ACTIONS TO TAKE ->
a) In the post on grief and loss, whose model describes grief as work with associated tasks?
b) List every way of commemorating the dead that the social worker mentions in the post on grief and loss.

──────── TEXT UNDER STUDY

In the first weekly didactic session (fancy word for education time) for CPE a hospital social worker came in to talk with us about Grief and Loss. She is someone who works in palliative care and does a lot of grief counseling in that role. One of the valuable pieces of information for me in her lecture had to do with moving past the cliched "five stages" of grief, a model which has been considered a little outdated by people who study grief and loss for a while now but is still quite prevalent in popular culture. I was aware that the stages weren't as universally accepted as they once were, but I didn't know what, if anything, had replaced them when preparing people for what to expect while grieving.
In our session we learned about the new model (1990s new, so not that new) by someone named William Worden that talks about grief as work - and there are tasks associated with that work that anyone who is grieving engages in. The work comes and goes, much like housework or any sort of domestic tasks, and we cycle through it with some days being more intense than others. I like this, and may write more about it later.
But the key thing I took away, the thing I am thinking about every day in and out of my work at the hospital has to do with getting rid of the idea of "closure" or "acceptance" as the final stage of grieving a loss. In fact, according to Worden's model, there is no final stage of grief because it isn't something that you complete. It is work you do, and unlike the idea of "stages" which imply progression and completion the work of grief is something that doesn't necessarily have to end, but is instead a new way of being in relationship with that which or whom has been lost.
Now, the social worker instructed us, we consider it more helpful to talk about "continuing bonds" with the person who has been lost. She spoke about the ways in which people commemorate their dead - marking the day of their death with a celebration, wearing a treasured piece of their jewelry, writing letters or having conversations with the loved one - all these are ways to continue in relationship with the one you have lost even though they are not physically present.

────────────────
──────── STUDY MATERIAL

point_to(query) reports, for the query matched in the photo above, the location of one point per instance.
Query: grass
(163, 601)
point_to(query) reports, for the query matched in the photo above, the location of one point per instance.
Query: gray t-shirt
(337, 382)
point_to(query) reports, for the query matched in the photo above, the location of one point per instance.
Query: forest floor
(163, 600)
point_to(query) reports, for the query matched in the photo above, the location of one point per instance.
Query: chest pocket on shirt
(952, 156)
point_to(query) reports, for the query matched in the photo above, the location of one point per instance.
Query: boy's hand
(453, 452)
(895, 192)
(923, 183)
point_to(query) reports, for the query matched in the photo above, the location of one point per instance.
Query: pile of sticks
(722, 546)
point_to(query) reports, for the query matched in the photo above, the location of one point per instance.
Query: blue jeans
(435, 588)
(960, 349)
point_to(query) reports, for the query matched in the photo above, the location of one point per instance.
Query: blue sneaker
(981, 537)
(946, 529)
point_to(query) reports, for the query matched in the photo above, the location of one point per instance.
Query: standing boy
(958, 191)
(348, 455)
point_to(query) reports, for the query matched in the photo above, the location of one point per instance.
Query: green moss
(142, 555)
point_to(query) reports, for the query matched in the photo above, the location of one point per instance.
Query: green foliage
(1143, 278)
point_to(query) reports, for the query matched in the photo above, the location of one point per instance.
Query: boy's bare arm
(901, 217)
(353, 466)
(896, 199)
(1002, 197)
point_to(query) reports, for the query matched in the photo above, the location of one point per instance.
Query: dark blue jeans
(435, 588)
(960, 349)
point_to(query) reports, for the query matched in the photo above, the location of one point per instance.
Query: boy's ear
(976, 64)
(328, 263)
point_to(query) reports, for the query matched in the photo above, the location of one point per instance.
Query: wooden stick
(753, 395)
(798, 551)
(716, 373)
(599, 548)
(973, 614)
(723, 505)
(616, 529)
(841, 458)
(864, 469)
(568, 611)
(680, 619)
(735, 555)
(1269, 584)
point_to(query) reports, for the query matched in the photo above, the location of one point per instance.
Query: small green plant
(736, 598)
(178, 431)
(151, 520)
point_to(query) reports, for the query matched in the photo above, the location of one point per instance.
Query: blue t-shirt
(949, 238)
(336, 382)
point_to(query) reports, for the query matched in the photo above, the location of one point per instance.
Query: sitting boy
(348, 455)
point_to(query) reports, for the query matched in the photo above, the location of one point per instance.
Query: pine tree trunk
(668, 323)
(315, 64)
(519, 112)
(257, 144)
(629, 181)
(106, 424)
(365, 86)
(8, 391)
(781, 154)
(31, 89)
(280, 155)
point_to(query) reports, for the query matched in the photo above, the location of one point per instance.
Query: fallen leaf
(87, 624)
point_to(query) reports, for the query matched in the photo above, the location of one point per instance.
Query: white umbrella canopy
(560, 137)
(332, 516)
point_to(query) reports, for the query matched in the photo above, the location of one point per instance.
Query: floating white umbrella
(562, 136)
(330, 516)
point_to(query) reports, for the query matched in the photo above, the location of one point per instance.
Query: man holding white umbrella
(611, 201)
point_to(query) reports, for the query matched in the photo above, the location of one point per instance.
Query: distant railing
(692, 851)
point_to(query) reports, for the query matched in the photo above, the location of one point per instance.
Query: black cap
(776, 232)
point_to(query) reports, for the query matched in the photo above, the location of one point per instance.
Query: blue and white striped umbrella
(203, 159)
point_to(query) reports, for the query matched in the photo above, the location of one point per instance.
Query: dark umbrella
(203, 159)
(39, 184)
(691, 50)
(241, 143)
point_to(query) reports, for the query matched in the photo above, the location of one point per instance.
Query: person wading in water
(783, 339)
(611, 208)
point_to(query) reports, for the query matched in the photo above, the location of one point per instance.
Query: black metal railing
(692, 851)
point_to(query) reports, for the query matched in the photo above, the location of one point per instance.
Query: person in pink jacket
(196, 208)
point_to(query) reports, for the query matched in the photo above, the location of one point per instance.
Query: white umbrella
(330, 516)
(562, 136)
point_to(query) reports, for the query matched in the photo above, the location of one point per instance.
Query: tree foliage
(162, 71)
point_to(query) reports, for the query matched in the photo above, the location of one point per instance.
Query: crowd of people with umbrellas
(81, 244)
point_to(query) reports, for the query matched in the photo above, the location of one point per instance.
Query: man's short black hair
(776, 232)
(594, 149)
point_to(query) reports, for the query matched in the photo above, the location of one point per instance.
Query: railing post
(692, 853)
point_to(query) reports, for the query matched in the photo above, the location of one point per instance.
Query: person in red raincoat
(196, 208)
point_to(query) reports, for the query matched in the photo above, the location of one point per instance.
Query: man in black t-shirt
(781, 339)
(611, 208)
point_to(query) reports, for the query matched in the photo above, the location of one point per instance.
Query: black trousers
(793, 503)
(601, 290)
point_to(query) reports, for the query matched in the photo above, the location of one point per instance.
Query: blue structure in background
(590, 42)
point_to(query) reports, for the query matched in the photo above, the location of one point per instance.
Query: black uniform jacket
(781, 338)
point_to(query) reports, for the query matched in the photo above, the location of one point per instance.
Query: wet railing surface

────────────────

RESPONSES TO THE EXERCISE ->
a) William Worden's

b)
- Marking the day of their death with a celebration
- Wearing a treasured piece of their jewelry
- Writing letters to the loved one
- Having conversations with the loved one